Records excerpted from a collection

-*-*-

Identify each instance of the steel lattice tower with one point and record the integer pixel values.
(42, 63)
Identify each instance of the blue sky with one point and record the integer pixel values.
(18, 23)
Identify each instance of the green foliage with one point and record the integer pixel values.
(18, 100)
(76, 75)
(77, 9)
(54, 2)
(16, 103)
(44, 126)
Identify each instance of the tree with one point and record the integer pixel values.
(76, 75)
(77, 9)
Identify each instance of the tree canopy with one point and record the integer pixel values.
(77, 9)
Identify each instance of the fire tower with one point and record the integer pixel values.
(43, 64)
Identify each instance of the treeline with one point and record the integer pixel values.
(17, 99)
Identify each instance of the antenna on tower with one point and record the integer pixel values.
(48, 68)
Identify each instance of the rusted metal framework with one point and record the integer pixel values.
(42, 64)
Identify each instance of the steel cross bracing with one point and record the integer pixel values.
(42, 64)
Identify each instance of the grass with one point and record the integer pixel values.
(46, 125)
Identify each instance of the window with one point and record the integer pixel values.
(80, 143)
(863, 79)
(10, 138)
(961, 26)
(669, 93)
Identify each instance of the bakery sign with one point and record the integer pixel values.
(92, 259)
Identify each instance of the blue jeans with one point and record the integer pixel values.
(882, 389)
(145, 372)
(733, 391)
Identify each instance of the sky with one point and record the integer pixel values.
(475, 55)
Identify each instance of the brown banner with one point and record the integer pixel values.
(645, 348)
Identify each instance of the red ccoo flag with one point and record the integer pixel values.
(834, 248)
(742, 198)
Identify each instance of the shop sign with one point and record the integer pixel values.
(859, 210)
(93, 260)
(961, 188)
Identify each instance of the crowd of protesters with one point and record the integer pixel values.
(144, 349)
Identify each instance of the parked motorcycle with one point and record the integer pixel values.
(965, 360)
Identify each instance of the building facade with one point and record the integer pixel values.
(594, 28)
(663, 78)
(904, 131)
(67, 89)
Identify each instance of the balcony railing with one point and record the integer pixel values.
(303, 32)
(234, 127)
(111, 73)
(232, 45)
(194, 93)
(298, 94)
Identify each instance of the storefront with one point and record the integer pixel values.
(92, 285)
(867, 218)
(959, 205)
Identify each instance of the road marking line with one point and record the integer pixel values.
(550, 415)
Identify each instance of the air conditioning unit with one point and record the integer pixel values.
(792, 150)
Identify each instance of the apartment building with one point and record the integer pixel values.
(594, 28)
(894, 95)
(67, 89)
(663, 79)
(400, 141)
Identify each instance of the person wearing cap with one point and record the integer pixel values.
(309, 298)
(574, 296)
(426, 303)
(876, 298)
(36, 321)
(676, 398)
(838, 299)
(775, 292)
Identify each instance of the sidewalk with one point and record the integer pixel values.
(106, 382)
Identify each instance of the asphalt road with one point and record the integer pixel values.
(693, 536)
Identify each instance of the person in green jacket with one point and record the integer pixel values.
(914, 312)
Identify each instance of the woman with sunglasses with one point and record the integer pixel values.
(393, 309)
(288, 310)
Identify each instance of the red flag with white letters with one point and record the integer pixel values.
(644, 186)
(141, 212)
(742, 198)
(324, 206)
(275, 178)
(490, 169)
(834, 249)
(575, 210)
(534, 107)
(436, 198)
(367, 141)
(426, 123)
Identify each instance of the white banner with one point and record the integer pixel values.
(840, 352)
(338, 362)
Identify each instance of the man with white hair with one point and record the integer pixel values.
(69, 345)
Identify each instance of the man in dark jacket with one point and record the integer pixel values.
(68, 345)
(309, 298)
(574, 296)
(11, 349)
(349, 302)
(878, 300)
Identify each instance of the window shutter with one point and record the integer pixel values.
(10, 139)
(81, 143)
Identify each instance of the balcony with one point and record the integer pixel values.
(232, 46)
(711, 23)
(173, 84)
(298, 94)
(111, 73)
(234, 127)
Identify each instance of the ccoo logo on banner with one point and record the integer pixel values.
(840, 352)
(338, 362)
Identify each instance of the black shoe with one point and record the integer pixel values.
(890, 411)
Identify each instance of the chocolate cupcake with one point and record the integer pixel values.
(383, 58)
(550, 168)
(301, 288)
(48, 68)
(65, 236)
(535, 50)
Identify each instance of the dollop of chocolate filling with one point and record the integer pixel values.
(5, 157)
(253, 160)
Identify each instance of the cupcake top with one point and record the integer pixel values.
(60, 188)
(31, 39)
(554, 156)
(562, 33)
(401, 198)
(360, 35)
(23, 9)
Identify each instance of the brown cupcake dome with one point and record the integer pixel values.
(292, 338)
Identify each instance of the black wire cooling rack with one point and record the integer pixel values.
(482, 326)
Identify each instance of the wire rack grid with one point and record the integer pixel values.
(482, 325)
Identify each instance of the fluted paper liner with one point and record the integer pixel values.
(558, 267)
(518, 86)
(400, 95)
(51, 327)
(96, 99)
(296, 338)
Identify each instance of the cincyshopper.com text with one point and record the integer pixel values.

-*-*-

◆ **WHAT NEEDS TO BE DONE**: Set down all of the data above again, exactly.

◆ **REPLY**:
Identify each instance of the steel lattice tower with one point and record the integer pixel values.
(42, 63)
Identify each instance of the blue sky with one point and record the integer pixel values.
(18, 23)
Identify each instance of the green foliage with one point and record the integer pixel values.
(18, 100)
(76, 75)
(77, 9)
(54, 2)
(16, 103)
(44, 126)
Identify each instance of the tree with one point and record the integer pixel values.
(76, 75)
(77, 9)
Identify each instance of the tree canopy with one point and record the integer pixel values.
(77, 9)
Identify each instance of the fire tower with one point and record the integer pixel values.
(43, 64)
Identify each instance of the treeline with one point and record the integer pixel values.
(17, 99)
Identify each instance of the antenna on tower with one point and record the integer pixel values.
(48, 68)
Identify each instance of the rusted metal framework with one point and record the integer pixel values.
(42, 64)
Identify each instance of the steel cross bracing with one point and record the integer pixel values.
(42, 64)
Identify each instance of the grass with one point and record the integer pixel values.
(46, 125)
Identify each instance of the window with one point and record the integer pixel values.
(80, 143)
(863, 79)
(10, 138)
(961, 26)
(669, 93)
Identify each instance of the bakery sign with one point and record the integer pixel values.
(92, 259)
Identify each instance of the blue jeans with one point and record the integer pixel values.
(882, 389)
(145, 372)
(733, 391)
Identify each instance of the sky with one point and record the integer pixel values.
(475, 55)
Identify each instance of the brown banner with one point and record the integer pixel values.
(645, 348)
Identify each instance of the red ccoo flag with one point and record the integer pixel values.
(834, 248)
(742, 198)
Identify each instance of the shop sign with one point and record the integer pixel values.
(859, 210)
(93, 260)
(961, 188)
Identify each instance of the crowd of protesters with one point and record the integer pixel values.
(144, 349)
Identify each instance of the parked motorcycle with one point and record the integer pixel values.
(965, 360)
Identify each instance of the building facade with one point and record the integer pixel values.
(594, 28)
(663, 78)
(904, 131)
(67, 89)
Identify each instance of the balcony railing with one point and record the integer pixel values.
(303, 32)
(234, 127)
(111, 73)
(232, 45)
(194, 93)
(298, 94)
Identify each instance of the storefront with one point and record the integer pixel values.
(92, 285)
(867, 218)
(959, 205)
Identify each instance of the road marking line with one point and record the integer pixel values.
(550, 415)
Identify each instance of the air conditioning unit with one point and record the integer pixel values.
(792, 150)
Identify each instance of the apartment building with one point and record the integer pixel values.
(594, 28)
(894, 95)
(67, 89)
(663, 79)
(400, 141)
Identify each instance of the person wearing cap with one point and record the integer pixel values.
(309, 298)
(574, 296)
(426, 303)
(876, 298)
(36, 321)
(676, 398)
(838, 299)
(775, 292)
Identify each instance of the sidewalk with one point and record the integer pixel values.
(106, 382)
Identify each instance of the asphalt road with one point and record the integer pixel values.
(693, 536)
Identify each instance of the person in green jacket with one point and record the integer pixel values.
(914, 312)
Identify each instance of the woman with sunglasses with one point and record the integer pixel values.
(393, 309)
(288, 310)
Identify each instance of the red flag with white letters with one point and record the integer pixel values.
(644, 186)
(141, 212)
(742, 198)
(324, 206)
(275, 178)
(490, 169)
(834, 249)
(575, 210)
(534, 107)
(436, 198)
(367, 141)
(426, 123)
Identify each instance of the white banner with one point and record the integer pixel values.
(840, 352)
(338, 362)
Identify each instance of the man with white hair with one point and record the integer pixel values.
(69, 345)
Identify each instance of the man in dark jacket with one point and record the integer pixel values.
(68, 345)
(309, 298)
(574, 296)
(11, 349)
(349, 302)
(878, 300)
Identify each instance of the window shutter with one point and record the integer pixel values.
(10, 139)
(81, 143)
Identify each instance of the balcony with one point and record the integer pixel values.
(232, 46)
(711, 23)
(173, 84)
(298, 94)
(111, 73)
(234, 127)
Identify each instance of the ccoo logo on banner with one point and record the integer pixel values.
(840, 352)
(338, 362)
Identify each instance of the black shoe with one point and record the integer pixel values.
(890, 411)
Identify each instance of the chocolate cupcake with one point and record the integer pixel values.
(383, 58)
(550, 168)
(301, 288)
(48, 68)
(65, 236)
(535, 50)
Identify each instance of the dollop of chocolate filling with one point and record the integer pixel values.
(5, 157)
(253, 160)
Identify each instance of the cupcake top with one point and record the integer pixel values.
(60, 188)
(31, 39)
(554, 156)
(562, 33)
(401, 198)
(360, 35)
(23, 9)
Identify each instance of the brown cupcake dome with one point and record the integer pixel values.
(292, 338)
Identify each instance of the black wire cooling rack with one point and record the integer pixel values.
(482, 326)
Identify each instance of the wire rack grid with one point and record the integer pixel values.
(482, 325)
Identify each instance of the fluted paper liner with one point and record the integer pixel values.
(558, 267)
(518, 86)
(400, 95)
(51, 327)
(96, 99)
(296, 338)
Identify each instance of the cincyshopper.com text with one point and record the integer pixel values.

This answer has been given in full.